TEXT EXTRACT —
-*-*-

This specifies on which voxels the analysis will be run. 'Whole volume' will analyze all the voxels of the scans. 'Subset box' will analyze a rectangular cuboid subset of the data. Coordinates of the cuboid will have to be specified in the scan-specific parameter dialog box. 'Loaded ROI(s)' will only analyze voxels in loaded ROI(s) and 'Visible ROI(s)' only in ROIs that are visible in the main mrLoadRetGUI.

Restricting the analysis to a small volume is important for noise covariance correction because it decreases the computation time and for randomisations on TFCE-transformed data, because Matlab must be able to hold the (number of voxels × number of randomzations) in memory. So if you have specific anatomical hypotheses, use this feature.

If noise covariance correction is on and the covariance matrix is estimated on an extended spatial window, voxels around the ROIs will automatically be loaded too. (Note that this is not the case for 'Subset box')

#### spatialSmoothing

If >0, spatially smoothes the time series with a gaussian kernel of width spatialSmotthing at half-maximum (expressed in voxels).

#### covCorrection

Whether you want to take into account the noise covariance in the GLM. This will not significantly change the estimates, but will generally produce more accurate statistical tests by reducing the bias in the estimation of the noise variance.

#### CovEstimationAreaSize

Size in voxels of the square window on which the residuals correlation matrix is estimated. I have found that the value that gives a false positive rate the closest to the nominal is 20 voxels at 1.5 mm resolution (30 mm), by running the tests on a resting state dataset (see Correction for noise covariance). But I haven't tested sensitivity (by looking at the power on a stimulation dataset).

To estimate the noise covariance, it is best to restrict the covariance matrix estimation to brain voxels, i.e. excluding bone and extracranial voxels. If you specficy an ROI here, voxels outside this ROI will be excluded from the covariance matrix estimation.

#### hrfDiffGamma

##### description

A string describing the model

##### x,y,z

Free parameters of the model: x=time to positive peak, y=time to negative peak, z = amplitude ratio of positive and negative peaks (see HRF models).

##### includeDerivative

if selected the model will consist of two components: the double-gamma and its orthogonalized derivative. The derivative allows to model changes in the HDR delay (changes in delays result in changes in the amplitude of the derivative, with positive values corresponding to an earlier peak).

##### displayHRF

Displays the HRF model sampled at the acquisition rate (NB: this does not include supersampling and acquisition time parameters because they are specified later).

#### hrfFslFlobs

##### description

A string describing the model

##### flobsBasisSetFile

Text file output by FSL FLOBS that specifies the basis set. The default is the default FLOBS basis set.

-*-*-

EXERCISE MATERIAL —
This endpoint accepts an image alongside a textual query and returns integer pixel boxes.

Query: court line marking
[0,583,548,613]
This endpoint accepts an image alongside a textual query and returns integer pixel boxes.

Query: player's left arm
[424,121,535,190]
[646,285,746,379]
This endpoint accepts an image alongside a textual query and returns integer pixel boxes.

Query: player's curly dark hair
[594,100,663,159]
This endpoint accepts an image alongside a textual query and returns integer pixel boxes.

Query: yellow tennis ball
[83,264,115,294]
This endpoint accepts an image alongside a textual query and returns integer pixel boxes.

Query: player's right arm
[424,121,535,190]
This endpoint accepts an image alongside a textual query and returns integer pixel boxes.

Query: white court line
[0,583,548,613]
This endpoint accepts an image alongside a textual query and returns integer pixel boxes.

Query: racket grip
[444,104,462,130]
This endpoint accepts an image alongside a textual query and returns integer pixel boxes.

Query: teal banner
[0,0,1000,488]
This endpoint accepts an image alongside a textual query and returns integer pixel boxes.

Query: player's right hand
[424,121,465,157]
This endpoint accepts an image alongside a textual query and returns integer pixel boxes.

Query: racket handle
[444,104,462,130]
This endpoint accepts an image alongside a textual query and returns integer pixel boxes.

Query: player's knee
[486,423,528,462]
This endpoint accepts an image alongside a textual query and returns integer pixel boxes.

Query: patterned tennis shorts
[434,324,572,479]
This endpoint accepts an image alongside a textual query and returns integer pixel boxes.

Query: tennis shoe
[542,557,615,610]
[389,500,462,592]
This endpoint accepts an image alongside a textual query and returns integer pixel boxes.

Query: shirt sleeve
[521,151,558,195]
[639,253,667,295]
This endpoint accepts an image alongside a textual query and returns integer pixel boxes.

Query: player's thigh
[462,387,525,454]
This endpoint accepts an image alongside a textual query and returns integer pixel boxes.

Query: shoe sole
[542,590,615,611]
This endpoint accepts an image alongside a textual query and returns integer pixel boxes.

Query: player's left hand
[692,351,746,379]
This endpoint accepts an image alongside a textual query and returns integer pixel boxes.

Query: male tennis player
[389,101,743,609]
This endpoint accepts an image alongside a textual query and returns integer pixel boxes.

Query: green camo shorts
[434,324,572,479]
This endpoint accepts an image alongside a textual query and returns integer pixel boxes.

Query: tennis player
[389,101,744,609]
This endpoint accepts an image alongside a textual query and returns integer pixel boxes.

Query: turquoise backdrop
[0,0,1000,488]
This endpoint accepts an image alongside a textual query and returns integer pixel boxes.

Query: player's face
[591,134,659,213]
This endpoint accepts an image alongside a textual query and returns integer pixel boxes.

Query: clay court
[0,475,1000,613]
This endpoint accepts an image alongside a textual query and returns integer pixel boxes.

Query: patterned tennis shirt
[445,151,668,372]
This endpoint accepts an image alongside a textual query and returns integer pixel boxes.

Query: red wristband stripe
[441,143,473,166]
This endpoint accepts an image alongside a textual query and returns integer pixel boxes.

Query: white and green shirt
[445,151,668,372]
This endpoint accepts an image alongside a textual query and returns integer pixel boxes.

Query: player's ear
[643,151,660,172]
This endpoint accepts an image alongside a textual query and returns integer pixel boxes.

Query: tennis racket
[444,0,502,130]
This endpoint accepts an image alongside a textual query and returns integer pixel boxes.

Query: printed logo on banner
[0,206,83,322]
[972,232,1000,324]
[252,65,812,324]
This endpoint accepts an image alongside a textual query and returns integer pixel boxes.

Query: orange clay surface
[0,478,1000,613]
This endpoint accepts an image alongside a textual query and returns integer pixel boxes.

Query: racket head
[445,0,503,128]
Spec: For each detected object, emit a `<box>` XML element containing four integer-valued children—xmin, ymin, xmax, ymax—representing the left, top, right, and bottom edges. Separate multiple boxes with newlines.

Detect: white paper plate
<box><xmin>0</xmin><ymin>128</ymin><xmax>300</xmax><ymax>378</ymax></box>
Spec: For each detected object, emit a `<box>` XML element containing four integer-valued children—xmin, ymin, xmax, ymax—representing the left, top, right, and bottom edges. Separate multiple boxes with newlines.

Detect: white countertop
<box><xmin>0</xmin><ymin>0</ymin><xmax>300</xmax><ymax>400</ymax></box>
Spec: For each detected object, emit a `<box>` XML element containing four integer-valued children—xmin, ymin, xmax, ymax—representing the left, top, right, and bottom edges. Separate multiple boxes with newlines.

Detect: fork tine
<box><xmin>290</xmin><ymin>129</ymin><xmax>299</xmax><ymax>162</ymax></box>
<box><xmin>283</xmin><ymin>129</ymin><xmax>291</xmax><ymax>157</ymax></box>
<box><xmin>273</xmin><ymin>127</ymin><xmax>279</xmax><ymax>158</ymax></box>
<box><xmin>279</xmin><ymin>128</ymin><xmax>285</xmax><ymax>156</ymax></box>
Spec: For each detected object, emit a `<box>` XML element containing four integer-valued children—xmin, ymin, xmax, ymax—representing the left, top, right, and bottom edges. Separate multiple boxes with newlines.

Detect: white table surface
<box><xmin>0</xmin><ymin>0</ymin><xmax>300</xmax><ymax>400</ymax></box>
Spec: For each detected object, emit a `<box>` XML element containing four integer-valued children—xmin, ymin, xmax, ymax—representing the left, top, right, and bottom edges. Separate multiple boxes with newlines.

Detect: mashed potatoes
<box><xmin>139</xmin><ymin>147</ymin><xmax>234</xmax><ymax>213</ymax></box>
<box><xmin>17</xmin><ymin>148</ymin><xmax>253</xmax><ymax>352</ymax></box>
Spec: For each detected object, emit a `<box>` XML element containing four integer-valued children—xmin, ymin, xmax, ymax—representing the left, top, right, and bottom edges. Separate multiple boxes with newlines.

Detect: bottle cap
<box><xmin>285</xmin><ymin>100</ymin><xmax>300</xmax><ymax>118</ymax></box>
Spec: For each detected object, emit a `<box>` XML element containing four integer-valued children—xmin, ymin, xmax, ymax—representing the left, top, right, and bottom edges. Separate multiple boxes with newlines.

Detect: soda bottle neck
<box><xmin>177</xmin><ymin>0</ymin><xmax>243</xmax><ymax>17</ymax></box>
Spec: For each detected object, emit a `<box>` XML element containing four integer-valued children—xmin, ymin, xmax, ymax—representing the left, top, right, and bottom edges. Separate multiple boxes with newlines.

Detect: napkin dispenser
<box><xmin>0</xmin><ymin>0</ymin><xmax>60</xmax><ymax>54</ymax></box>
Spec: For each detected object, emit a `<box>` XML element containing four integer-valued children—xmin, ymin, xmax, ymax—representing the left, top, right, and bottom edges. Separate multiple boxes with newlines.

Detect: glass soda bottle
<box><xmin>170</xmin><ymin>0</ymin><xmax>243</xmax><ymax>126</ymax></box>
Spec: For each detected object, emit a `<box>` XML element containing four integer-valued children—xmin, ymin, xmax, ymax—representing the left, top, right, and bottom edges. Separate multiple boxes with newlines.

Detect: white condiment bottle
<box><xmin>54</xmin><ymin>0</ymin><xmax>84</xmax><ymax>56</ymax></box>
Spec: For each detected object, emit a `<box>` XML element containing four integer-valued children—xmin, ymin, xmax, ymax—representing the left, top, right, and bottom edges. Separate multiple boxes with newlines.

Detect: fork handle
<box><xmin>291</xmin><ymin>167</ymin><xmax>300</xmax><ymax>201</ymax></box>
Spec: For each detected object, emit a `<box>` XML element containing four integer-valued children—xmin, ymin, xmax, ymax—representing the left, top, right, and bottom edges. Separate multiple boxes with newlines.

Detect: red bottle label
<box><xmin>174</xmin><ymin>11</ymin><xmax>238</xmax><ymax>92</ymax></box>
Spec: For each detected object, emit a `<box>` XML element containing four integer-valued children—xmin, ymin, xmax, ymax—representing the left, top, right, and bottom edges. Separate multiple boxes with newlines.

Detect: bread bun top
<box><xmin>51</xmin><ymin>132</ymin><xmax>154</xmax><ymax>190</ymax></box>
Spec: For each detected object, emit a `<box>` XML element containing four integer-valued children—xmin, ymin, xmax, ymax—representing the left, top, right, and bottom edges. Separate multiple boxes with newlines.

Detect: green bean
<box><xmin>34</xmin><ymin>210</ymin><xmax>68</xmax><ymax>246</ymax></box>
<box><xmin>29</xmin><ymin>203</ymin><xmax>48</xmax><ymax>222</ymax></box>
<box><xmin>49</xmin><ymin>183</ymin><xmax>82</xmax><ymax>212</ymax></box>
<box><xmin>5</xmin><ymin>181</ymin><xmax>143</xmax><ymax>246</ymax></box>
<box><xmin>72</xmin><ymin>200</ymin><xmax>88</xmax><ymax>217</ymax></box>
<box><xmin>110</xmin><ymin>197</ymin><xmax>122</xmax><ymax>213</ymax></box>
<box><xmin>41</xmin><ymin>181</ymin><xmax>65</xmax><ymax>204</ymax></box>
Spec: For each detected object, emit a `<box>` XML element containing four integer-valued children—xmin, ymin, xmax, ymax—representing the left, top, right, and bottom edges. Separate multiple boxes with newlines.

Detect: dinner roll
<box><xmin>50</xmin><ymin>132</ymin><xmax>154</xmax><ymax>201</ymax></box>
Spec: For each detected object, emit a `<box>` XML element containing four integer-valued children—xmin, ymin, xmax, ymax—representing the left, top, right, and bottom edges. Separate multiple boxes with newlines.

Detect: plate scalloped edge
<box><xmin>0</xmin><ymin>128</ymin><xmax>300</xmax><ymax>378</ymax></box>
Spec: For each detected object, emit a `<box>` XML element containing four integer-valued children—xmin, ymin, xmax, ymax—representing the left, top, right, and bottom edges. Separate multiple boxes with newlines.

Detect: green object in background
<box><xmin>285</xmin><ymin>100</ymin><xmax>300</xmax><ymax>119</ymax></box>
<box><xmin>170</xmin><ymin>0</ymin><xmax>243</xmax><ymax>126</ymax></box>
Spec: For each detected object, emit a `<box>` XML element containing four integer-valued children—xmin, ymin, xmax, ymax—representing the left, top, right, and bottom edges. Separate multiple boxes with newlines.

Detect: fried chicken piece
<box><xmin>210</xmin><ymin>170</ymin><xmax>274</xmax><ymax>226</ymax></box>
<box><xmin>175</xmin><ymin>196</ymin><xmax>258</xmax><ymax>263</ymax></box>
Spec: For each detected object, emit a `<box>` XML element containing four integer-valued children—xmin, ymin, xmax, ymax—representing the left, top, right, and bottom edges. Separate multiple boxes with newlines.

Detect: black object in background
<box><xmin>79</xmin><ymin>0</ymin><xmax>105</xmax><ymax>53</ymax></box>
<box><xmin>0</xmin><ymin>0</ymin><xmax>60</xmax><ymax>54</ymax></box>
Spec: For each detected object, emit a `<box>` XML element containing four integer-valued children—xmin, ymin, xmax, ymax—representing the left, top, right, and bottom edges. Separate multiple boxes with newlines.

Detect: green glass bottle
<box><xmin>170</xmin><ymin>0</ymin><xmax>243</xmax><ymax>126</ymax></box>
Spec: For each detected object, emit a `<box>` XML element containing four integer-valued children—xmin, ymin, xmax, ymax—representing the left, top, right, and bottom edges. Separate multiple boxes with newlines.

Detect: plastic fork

-*-*-

EXERCISE SET —
a) Please copy the entries word for word, starting at the first line of the entries and ending at the line that contains "[646,285,746,379]".
b) Extend the documentation of analysis parameters beyond its last sentence.

RESPONSES TO THE EXERCISE —
a)
This endpoint accepts an image alongside a textual query and returns integer pixel boxes.

Query: court line marking
[0,583,548,613]
This endpoint accepts an image alongside a textual query and returns integer pixel boxes.

Query: player's left arm
[424,121,535,190]
[646,285,746,379]

b)
##### chooseFile

This button will open a dialog to select and Basis Set file.

##### makeFlobs

This button will launch FSL FLOBS. You must have FSL installed to use this function.

##### displayHRF

Displays the HRF model sampled at the acquisition rate (NB: this does not include supersampling and acquisition time parameters because they are specified later).

#### hrfDeconvolution

##### description

A string describing the model

##### hdrlenS

Duration of the HRF to be estimated in seconds. The number of samples estimated will depend on the frame acquisition rate and the estimation supersampling parameter.

#### hrfBoxcar

##### description

A string describing the model

##### delayS

Delay between the stimulation event and the rising edge of the boxcar function.

##### durationS

Duration of the high state of the boxcar function.

This menu will not appear if you are using non-MGL stimulus files, you have not chosen a subset box as the analysis volume and your file is either not concatenated or not high-pass-filtered

#### decription

A string describing the analysis.

#### preprocess

Path to a preprocessing function tha can be used to modify the stimulus timing. Preprocessing functions take the d structure as input and output.

#### subsetBox

Dimensions of the subset of voxels that will be analyzed (in scan coordinates). The matrix must be of the form [X1 X2;Y1 Y2;Z1 Z2], where X1 and X2 define the boundaries of the subset box in the X axis, Y1 and Y2 the boundaries in the Y axis, etc…

As of now, the size of the output overlay will be identical to processing the whole volume because non-computed values are just replaced by NaNs. NaNs do not take space on disk, but they do in memory.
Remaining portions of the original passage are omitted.